Jimmy Brownlie

Personal information
- Date of birth: 15 May 1885
- Place of birth: Blantyre, Scotland
- Date of death: 29 December 1973 (aged 88)
- Place of death: Dundee, Scotland
- Position(s): Goalkeeper

Senior career*
- Years: Team / Apps / (Gls)
- 1902–1906: Blantyre Victoria
- 1906–1923: Third Lanark / 481 / (2)
- 1918–1919: → Morton (loan) / 22 / (0)
- 1923–1926: Dundee United / 30 / (0)
- Total:  / 533 / (2)

International career
- 1909–1919: Scottish League XI / 14 / (0)
- 1909–1914: Scotland / 16 / (0)
- 1917: Scottish League (wartime) / 1 / (0)
- 1919: → Scotland (wartime) / 4 / (0)

Managerial career
- 1923–1931: Dundee United
- 1934–1936: Dundee United
- 1938–1939: Dundee United

= Jimmy Brownlie =

Scottish footballer and manager

James Brownlie (15 May 1885 – 29 December 1973) was a Scottish footballer and manager, who played as a goalkeeper.

==Career==
Brownlie was born in Blantyre, Lanarkshire, and was an outstanding personality in Scottish football over many years, as a goalkeeper and manager. Almost his entire professional playing career, lasting from 1906 to 1923, was spent with Third Lanark, having joined them from local Junior team Blantyre Victoria to replace Jimmy Raeside who had moved to English football.

Brownlie continued to work in his chosen trade as a bricklayer while playing for Thirds and maintained a humble outlook despite being an important member of what was one of Scotland's leading clubs of the time (although their best spell, in which they won the Scottish Football League in 1904 and the Scottish Cup in 1905, then reached its final again the following year, narrowly preceded his arrival – his sole honour was a Glasgow Cup in 1908).

Brownlie scored a goal at least twice for Third Lanark, the first a rebound from a penalty kick he had taken against Motherwell in 1911 and the other during the 1914–15 season. (Note: It is claimed in some publications that a rule change in 1912 regarding goalkeepers being restricted to their area (prior to which they could roam and handle the ball anywhere in their own half) was prompted by both Brownlie and opposite number Colin Hampton scoring with long clearances in a 1910 fixture, again against Motherwell; however, newspaper reports from the relevant period do not indicate such an event took place. Other publications state both goalkeepers scored penalties, but although Motherwell did convert a penalty in the same match as Brownlie did, the report of the time indicated forward Thomas Gilchrist was their scorer.)

• Extracted information:
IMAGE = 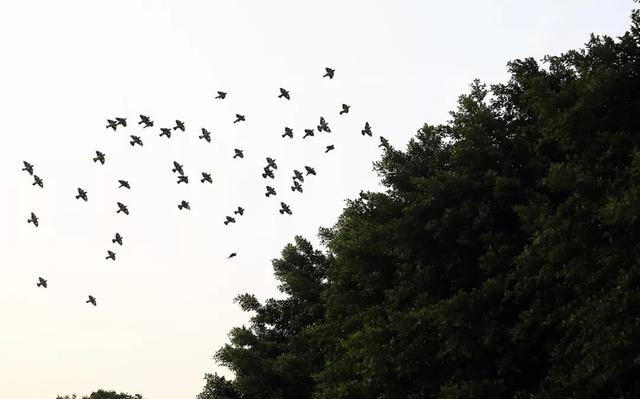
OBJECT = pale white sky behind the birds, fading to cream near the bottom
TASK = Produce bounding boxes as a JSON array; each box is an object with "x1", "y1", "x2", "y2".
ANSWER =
[{"x1": 0, "y1": 0, "x2": 634, "y2": 399}]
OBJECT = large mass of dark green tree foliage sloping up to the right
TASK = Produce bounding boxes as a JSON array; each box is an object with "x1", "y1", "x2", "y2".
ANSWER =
[{"x1": 199, "y1": 11, "x2": 640, "y2": 399}]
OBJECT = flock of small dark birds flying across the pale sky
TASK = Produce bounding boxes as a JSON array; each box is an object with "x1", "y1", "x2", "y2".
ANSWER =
[{"x1": 22, "y1": 68, "x2": 389, "y2": 306}]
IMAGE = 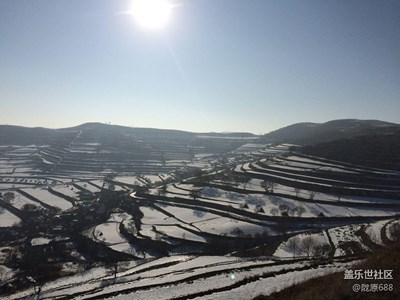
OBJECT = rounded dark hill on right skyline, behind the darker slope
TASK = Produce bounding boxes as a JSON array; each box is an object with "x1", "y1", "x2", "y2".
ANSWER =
[{"x1": 260, "y1": 119, "x2": 400, "y2": 145}]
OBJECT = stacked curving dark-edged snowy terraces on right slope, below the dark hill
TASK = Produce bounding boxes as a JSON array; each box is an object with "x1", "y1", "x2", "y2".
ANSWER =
[{"x1": 234, "y1": 156, "x2": 400, "y2": 209}]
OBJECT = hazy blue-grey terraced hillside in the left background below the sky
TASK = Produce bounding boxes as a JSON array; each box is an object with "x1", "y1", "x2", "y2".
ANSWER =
[{"x1": 0, "y1": 123, "x2": 259, "y2": 174}]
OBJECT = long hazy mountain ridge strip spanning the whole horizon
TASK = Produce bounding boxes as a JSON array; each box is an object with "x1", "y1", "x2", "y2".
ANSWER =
[{"x1": 0, "y1": 119, "x2": 400, "y2": 145}]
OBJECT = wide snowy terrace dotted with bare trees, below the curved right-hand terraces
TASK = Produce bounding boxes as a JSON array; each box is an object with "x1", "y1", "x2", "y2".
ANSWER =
[{"x1": 162, "y1": 180, "x2": 400, "y2": 218}]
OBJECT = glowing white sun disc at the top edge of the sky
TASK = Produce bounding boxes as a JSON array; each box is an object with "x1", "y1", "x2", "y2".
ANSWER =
[{"x1": 132, "y1": 0, "x2": 172, "y2": 29}]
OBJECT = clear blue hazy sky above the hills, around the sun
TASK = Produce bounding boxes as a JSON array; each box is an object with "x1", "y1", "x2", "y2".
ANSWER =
[{"x1": 0, "y1": 0, "x2": 400, "y2": 134}]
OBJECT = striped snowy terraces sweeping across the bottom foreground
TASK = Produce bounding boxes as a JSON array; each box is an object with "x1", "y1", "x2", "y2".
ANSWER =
[{"x1": 5, "y1": 256, "x2": 354, "y2": 300}]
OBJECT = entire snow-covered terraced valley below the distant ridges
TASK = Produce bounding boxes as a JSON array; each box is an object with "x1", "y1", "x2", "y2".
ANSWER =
[{"x1": 0, "y1": 139, "x2": 400, "y2": 300}]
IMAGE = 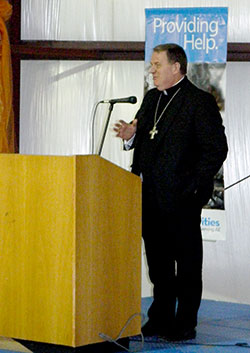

• What you need to do: Rewrite everything in the Jimmy Brownlie profile from "Managerial career" down to "to English football.", replacing "Dundee United" with "Dundee FC".

• Result of the task:
Managerial career
- 1923–1931: Dundee FC
- 1934–1936: Dundee FC
- 1938–1939: Dundee FC

= Jimmy Brownlie =

Scottish footballer and manager

James Brownlie (15 May 1885 – 29 December 1973) was a Scottish footballer and manager, who played as a goalkeeper.

==Career==
Brownlie was born in Blantyre, Lanarkshire, and was an outstanding personality in Scottish football over many years, as a goalkeeper and manager. Almost his entire professional playing career, lasting from 1906 to 1923, was spent with Third Lanark, having joined them from local Junior team Blantyre Victoria to replace Jimmy Raeside who had moved to English football.